[[ Record extracts, beginning ]]
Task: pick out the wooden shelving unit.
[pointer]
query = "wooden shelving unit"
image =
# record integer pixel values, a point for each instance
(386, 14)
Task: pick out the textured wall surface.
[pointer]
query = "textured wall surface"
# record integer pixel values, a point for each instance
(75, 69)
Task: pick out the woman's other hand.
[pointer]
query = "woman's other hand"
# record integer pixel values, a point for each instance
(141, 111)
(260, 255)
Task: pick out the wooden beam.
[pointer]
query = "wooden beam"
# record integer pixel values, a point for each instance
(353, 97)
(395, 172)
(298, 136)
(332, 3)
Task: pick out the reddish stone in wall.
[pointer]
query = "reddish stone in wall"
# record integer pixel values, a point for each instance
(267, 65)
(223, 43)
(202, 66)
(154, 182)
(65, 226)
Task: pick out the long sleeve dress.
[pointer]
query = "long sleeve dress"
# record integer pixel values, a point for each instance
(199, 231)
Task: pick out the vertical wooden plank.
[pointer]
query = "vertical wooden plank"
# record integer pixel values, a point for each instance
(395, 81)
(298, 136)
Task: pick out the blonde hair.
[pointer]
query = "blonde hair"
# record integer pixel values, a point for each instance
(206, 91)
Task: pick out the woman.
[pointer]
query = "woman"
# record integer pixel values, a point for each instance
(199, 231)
[[ Record extracts, end ]]
• What is expected
Repeat each line above exactly as it stands.

• Task output
Task: pick out the wooden shelving unit.
[pointer]
query = "wooden shelving unit"
image =
# record integer pixel values, a point for each instance
(386, 14)
Task: pick out the textured wall surface.
[pointer]
query = "textured wall surface"
# record integer pixel values, a point for each instance
(75, 69)
Task: pick out the woman's other hand.
[pointer]
query = "woman's other hand"
# record integer pixel values, a point for each instance
(141, 111)
(260, 255)
Task: pick out the wooden beam.
[pointer]
query = "wooden beam"
# record integer pixel values, a point for each instance
(353, 97)
(395, 172)
(298, 136)
(332, 3)
Task: pick out the reddish stone in wall.
[pointer]
query = "reddish stone in wall"
# record integer pixel values, a point for each instance
(267, 65)
(223, 43)
(202, 66)
(154, 182)
(65, 226)
Task: pick out the long sleeve dress.
[pointer]
query = "long sleeve dress"
# record integer pixel values, a point for each instance
(199, 231)
Task: pick out the vertical wooden plank.
[pointer]
query = "vertical wooden plank"
# record integer pixel values, a point for each instance
(395, 81)
(298, 136)
Task: pick out the blonde hair.
[pointer]
query = "blonde hair"
# record integer pixel values, a point for each instance
(206, 91)
Task: pick out the woman.
[pointer]
query = "woman"
# record integer pixel values, a point for each instance
(199, 231)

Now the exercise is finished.